*ENTRIES PROVIDED*
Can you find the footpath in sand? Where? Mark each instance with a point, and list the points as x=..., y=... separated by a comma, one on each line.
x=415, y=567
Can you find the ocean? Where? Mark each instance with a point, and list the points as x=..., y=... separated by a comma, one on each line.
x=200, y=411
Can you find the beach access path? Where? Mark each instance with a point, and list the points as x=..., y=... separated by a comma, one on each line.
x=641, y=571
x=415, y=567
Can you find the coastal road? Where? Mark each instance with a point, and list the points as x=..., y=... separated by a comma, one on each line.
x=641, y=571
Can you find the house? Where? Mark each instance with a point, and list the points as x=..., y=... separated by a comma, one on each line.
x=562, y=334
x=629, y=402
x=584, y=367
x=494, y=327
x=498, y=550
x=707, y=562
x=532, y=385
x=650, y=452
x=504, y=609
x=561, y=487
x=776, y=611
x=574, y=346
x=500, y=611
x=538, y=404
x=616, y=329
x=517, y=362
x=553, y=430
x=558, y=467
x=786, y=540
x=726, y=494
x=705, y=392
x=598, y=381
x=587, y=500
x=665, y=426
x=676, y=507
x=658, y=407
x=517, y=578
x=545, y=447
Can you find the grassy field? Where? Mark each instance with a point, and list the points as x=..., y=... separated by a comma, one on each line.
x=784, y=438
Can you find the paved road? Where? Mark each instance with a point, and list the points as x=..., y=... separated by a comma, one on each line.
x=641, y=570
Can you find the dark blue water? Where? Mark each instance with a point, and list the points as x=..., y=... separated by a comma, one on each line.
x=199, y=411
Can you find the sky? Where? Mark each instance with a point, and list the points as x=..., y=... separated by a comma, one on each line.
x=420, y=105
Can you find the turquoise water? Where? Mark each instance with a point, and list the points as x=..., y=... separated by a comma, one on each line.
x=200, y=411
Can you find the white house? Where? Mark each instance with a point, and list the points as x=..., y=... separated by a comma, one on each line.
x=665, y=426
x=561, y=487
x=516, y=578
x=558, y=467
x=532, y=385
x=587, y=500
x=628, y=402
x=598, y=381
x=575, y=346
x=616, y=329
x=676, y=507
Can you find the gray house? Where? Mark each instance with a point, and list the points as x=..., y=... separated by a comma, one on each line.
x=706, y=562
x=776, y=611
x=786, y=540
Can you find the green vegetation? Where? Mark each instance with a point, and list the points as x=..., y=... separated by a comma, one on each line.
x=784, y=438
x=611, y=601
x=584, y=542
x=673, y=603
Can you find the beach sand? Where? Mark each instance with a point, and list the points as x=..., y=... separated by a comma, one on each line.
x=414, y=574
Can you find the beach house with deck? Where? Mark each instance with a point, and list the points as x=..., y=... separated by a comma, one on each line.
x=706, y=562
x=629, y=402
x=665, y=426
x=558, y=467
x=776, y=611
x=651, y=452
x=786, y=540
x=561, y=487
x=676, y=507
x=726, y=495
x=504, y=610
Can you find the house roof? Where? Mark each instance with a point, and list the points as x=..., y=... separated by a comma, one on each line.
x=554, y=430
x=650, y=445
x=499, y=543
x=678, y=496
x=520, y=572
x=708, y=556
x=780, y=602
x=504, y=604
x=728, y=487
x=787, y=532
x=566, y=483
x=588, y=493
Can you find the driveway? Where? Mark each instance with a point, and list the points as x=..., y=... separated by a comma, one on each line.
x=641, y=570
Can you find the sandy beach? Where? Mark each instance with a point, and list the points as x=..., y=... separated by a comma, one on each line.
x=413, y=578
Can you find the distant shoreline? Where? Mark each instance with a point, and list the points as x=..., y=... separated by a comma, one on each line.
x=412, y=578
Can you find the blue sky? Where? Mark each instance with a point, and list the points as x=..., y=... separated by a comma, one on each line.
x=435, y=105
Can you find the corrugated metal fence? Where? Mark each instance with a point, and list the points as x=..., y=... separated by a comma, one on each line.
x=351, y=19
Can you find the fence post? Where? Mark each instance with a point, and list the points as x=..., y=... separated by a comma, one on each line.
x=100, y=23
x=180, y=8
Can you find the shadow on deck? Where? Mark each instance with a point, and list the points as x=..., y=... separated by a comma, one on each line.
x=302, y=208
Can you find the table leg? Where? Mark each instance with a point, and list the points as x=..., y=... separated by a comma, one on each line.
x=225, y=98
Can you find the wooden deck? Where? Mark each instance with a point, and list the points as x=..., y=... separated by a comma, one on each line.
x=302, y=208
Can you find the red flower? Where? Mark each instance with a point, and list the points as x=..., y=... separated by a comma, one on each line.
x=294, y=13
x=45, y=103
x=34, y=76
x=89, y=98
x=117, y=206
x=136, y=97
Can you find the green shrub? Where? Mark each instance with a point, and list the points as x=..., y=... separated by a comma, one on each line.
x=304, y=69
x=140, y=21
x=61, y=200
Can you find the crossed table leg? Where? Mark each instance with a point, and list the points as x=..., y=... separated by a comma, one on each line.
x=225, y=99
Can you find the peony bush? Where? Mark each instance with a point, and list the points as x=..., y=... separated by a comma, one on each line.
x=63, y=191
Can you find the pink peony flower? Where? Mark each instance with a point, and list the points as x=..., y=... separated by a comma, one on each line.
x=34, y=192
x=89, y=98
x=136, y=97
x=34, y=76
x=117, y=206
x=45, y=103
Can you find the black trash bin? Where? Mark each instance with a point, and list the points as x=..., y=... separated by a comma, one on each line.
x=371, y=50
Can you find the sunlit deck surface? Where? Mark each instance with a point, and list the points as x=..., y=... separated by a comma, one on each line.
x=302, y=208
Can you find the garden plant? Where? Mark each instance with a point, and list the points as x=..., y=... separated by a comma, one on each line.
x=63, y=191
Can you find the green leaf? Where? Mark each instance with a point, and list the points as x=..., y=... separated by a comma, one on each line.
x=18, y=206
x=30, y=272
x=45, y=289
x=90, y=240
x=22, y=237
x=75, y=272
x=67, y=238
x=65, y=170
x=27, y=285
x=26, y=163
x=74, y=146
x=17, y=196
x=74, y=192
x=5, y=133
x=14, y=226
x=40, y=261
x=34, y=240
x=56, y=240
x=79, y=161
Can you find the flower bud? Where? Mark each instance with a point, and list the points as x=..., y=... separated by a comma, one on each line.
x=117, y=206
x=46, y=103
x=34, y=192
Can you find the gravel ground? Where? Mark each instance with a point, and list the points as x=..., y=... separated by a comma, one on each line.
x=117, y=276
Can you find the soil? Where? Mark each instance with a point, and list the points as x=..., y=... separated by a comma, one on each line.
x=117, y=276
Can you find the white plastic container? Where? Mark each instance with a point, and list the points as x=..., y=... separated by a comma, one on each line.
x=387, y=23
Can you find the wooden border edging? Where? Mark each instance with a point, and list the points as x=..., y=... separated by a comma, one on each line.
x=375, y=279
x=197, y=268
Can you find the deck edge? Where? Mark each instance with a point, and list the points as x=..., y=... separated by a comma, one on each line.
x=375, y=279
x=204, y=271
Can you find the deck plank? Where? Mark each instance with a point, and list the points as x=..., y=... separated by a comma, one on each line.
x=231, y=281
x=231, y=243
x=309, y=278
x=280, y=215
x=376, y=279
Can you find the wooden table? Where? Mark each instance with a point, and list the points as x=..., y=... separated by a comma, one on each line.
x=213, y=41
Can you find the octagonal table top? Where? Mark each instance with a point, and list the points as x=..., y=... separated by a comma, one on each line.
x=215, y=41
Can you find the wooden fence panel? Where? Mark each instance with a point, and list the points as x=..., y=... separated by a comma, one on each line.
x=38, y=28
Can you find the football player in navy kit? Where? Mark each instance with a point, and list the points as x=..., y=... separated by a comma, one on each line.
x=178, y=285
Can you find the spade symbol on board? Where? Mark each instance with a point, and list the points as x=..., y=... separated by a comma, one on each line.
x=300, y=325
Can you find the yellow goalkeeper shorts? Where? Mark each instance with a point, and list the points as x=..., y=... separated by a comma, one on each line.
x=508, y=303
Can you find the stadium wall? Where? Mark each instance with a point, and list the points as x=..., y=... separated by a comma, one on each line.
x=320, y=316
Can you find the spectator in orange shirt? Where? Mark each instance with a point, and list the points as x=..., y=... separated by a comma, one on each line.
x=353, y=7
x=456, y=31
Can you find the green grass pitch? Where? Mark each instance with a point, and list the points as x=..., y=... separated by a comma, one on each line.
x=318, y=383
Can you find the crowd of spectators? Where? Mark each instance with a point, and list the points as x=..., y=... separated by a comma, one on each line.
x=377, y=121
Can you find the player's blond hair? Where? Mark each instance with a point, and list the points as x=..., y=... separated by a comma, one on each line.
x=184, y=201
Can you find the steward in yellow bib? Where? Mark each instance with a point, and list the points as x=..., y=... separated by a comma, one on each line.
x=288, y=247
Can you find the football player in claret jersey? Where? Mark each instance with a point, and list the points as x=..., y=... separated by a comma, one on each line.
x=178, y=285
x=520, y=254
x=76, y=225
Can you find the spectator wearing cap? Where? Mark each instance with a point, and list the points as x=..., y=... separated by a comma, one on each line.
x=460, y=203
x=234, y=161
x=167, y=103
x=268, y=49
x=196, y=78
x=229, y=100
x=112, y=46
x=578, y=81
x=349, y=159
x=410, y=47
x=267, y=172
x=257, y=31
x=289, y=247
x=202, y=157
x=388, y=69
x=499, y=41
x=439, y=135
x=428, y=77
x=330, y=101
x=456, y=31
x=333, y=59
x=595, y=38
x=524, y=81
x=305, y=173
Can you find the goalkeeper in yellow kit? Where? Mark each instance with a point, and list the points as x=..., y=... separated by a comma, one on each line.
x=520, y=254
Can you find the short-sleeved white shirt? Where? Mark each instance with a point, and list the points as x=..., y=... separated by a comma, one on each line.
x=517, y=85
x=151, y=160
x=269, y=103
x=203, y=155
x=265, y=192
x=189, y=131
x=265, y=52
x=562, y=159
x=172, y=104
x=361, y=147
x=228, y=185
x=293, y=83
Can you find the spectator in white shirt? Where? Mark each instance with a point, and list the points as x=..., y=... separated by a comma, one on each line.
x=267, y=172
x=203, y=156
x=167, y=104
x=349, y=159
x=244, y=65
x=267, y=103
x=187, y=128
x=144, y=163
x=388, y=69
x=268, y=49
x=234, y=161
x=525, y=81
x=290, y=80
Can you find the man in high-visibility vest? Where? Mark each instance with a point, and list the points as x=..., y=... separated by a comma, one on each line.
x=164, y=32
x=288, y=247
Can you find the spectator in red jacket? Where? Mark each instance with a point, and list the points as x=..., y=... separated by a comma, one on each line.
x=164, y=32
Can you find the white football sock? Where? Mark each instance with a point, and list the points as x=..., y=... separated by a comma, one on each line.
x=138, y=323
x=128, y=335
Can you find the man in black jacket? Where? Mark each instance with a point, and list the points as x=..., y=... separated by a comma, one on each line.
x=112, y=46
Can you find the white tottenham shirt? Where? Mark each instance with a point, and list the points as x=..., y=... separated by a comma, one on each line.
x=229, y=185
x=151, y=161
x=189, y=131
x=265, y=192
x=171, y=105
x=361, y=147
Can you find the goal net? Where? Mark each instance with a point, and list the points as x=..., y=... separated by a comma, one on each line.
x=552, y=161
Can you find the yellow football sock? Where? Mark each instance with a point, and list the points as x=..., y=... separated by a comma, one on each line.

*INSTRUCTION*
Write out once more the lines above beginning at the line with "Can you find the man in high-visibility"; continue through the final line and stop there.

*RESULT OF THIS EXERCISE*
Can you find the man in high-visibility vest? Where? Mark each instance with a point, and list the points as x=..., y=... separated by a comma, one on each line.
x=164, y=32
x=288, y=247
Can you find the spectator in red jacket? Where? Mark each instance with a point, and list the points as x=..., y=... separated by a comma, one on each line.
x=164, y=32
Can you find the white football sock? Where? Mark each instance with a point, and list the points as x=..., y=... separated by a comma, one on each line.
x=138, y=323
x=128, y=335
Can you find the man in black jacket? Where? Mark each instance with a point, and list the points as x=..., y=... separated by a comma, one on each line.
x=112, y=46
Can you find the white tottenham shirt? Where? Mark each instance with a point, and list the points as x=..., y=... separated by a comma, one on each line.
x=229, y=185
x=151, y=161
x=189, y=131
x=265, y=192
x=171, y=105
x=361, y=147
Can you find the goal net? Where? Mark each instance with a point, and list the points as x=..., y=... separated by a comma, one on each line.
x=552, y=161
Can you find the yellow football sock? Where? Mark each instance with a point, and list the points as x=..., y=... separated by a comma, one on each line.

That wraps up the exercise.